▸ Text extract
You say you're willing to pay so take a look at people like Zareason and
System76 -- people who design the hardware around what will work in Linux. You
pay them over the odds, they support you.

But don't get hung up on some features. Battery life is one of those where
everybody seems to get the same drop vs Windows. Yeah, I'd really like those
bugs found and fixed but it's not going to affect my purchasing decisions. If
I need long battery life, I just look at bigger batteries (or slower CPUs).
Graphics is another interesting topic.

I'd also go out of my way to avoid dual-GPUs (Optimus et al) for the moment.
They do work (bumblebee, ironhide, tbp, etc) but having to prepend things with
optirun can get annoying - plus they're another power drain.

------
signalsignal
If you have no ideological preference then use OS X. It uses a real unix and
XQuartz is very up to date. You can use Homebrew, but I had some major issues
with in the past so YMMV. I personally use MacPorts as Fink is too out of date
as I have a 500gb hd and I prefer the 3rd party software to have separate
dependencies from the core Mac system software.

▸ Dataset content

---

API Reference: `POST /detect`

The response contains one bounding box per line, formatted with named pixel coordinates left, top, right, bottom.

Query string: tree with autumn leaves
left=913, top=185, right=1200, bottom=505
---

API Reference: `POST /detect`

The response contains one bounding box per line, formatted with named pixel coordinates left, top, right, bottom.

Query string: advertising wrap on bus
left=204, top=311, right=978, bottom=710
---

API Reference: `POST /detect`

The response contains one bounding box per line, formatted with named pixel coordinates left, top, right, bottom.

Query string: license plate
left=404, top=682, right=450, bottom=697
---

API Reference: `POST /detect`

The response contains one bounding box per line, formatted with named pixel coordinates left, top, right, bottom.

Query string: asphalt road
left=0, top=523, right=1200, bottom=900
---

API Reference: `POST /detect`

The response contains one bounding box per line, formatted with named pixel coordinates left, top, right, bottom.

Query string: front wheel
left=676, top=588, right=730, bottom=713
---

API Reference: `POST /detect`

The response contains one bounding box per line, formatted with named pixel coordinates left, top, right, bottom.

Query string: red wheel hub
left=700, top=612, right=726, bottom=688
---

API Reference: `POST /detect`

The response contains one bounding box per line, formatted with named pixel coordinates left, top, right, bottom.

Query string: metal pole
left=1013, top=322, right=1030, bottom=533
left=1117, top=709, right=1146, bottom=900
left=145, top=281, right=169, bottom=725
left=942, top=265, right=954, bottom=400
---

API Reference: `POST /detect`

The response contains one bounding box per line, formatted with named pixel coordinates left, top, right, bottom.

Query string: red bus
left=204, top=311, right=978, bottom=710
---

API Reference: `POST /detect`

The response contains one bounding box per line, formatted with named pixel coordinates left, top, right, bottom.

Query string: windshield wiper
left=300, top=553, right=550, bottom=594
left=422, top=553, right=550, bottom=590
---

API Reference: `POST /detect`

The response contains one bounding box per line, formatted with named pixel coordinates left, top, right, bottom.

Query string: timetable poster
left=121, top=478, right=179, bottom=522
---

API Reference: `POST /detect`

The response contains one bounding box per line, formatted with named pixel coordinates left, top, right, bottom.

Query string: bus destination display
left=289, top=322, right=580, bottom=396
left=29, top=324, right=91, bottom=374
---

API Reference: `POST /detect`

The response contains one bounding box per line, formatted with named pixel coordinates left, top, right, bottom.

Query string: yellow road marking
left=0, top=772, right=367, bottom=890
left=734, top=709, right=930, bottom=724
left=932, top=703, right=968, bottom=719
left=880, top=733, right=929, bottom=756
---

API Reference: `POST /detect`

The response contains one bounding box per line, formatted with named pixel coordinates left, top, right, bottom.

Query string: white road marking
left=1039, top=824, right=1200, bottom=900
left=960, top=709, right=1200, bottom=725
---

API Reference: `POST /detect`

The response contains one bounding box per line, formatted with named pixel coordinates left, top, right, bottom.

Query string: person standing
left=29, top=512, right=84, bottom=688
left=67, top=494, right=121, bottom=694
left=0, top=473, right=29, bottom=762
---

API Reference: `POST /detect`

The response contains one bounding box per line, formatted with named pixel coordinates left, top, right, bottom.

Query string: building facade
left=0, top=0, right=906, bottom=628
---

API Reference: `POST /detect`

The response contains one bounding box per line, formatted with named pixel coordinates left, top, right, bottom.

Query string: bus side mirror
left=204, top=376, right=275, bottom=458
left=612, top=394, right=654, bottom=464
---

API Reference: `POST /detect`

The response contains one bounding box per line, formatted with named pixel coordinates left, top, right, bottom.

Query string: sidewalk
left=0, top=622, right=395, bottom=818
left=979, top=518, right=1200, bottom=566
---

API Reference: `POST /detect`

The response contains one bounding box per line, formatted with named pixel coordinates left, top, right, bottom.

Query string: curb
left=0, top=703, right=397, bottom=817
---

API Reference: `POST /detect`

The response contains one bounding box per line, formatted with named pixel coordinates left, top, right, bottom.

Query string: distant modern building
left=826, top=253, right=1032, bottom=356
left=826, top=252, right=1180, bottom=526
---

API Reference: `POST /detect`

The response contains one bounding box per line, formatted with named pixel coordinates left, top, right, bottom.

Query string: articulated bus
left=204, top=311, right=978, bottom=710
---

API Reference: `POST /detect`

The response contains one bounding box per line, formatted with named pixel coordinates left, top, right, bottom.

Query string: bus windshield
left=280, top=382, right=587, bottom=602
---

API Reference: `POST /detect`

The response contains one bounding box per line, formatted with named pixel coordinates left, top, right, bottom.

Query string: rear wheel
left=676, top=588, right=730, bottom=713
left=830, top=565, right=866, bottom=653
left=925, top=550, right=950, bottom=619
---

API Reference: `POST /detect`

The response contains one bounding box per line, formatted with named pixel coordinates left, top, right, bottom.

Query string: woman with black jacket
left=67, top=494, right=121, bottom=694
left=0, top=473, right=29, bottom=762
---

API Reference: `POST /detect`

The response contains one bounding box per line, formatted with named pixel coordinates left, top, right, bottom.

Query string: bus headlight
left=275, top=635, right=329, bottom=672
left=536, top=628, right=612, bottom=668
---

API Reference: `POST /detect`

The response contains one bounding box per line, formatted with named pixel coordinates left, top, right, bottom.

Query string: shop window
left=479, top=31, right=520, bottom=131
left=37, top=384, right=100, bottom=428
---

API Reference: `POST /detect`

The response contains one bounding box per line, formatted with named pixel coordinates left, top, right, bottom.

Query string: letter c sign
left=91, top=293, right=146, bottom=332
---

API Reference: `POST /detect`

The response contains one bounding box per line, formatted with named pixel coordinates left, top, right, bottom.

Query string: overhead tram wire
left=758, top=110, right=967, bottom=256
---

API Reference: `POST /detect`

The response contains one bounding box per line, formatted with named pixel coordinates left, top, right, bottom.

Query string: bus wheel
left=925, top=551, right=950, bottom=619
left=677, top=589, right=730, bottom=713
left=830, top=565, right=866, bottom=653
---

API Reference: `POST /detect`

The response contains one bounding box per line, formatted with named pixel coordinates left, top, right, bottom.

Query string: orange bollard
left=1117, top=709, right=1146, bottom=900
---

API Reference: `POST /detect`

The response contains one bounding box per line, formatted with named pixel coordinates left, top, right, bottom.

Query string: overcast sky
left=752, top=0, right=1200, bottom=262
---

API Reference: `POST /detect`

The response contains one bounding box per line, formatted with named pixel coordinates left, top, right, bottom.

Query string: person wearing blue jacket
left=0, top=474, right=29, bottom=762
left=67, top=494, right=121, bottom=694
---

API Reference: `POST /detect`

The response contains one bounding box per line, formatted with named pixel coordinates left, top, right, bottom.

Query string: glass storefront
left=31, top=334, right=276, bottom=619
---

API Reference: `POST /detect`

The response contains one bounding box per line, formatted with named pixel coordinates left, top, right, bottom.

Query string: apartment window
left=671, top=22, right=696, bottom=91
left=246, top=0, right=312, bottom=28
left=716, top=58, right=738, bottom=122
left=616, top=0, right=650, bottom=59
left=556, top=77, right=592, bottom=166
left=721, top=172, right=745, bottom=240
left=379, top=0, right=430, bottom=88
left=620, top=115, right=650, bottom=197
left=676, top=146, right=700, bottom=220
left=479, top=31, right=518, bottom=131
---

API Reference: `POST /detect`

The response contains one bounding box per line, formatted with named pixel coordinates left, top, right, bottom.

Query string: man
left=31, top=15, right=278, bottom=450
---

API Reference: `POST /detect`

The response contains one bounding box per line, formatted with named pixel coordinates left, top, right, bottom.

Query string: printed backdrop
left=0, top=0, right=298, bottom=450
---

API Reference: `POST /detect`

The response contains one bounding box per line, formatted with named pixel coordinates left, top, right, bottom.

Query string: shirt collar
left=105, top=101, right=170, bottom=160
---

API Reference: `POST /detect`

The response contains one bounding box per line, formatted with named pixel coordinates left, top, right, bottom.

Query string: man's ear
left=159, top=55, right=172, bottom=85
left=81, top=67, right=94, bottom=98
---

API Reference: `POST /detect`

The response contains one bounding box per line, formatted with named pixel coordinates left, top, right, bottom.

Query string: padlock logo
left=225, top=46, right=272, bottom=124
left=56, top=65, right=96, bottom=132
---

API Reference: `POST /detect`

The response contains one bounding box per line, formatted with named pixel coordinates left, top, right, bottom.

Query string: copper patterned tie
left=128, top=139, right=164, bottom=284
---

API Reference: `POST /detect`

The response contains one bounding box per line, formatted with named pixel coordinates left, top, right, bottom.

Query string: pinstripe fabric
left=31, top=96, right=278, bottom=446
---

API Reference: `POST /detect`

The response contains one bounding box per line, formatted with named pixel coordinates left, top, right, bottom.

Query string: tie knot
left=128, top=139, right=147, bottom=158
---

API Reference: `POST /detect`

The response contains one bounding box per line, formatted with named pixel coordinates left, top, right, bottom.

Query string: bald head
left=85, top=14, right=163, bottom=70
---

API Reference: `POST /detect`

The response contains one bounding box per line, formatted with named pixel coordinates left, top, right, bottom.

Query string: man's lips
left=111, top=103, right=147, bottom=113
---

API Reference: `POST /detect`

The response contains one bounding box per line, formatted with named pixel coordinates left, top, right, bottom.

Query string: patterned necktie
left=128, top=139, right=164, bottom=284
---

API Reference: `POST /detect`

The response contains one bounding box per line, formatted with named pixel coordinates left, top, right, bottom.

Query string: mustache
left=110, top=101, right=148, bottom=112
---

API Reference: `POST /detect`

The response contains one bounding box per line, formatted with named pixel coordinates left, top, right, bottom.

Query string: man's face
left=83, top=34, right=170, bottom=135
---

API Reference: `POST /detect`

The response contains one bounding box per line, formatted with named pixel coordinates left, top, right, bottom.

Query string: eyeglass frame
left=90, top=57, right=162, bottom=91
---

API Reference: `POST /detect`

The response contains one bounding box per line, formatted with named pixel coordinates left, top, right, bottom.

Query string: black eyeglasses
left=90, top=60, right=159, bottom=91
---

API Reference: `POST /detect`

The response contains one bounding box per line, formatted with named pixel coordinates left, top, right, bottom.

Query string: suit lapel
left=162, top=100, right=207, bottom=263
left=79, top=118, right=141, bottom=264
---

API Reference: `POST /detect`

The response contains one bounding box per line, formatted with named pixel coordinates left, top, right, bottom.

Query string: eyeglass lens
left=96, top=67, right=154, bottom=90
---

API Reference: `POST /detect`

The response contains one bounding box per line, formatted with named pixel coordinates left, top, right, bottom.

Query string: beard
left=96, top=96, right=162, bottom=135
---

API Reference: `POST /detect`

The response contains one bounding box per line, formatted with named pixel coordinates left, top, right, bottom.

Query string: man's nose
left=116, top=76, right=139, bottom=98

▸ Given request 1
Write out the part of the forum thread starting with "But don't get" and going on through "for the moment.".
▸ Given request 2
Pick out every line of the entries that contains the string "black", where case counts.

▸ Correct result 1
But don't get hung up on some features. Battery life is one of those where
everybody seems to get the same drop vs Windows. Yeah, I'd really like those
bugs found and fixed but it's not going to affect my purchasing decisions. If
I need long battery life, I just look at bigger batteries (or slower CPUs).
Graphics is another interesting topic.

I'd also go out of my way to avoid dual-GPUs (Optimus et al) for the moment.

▸ Correct result 2
Query string: woman with black jacket
Query string: black eyeglasses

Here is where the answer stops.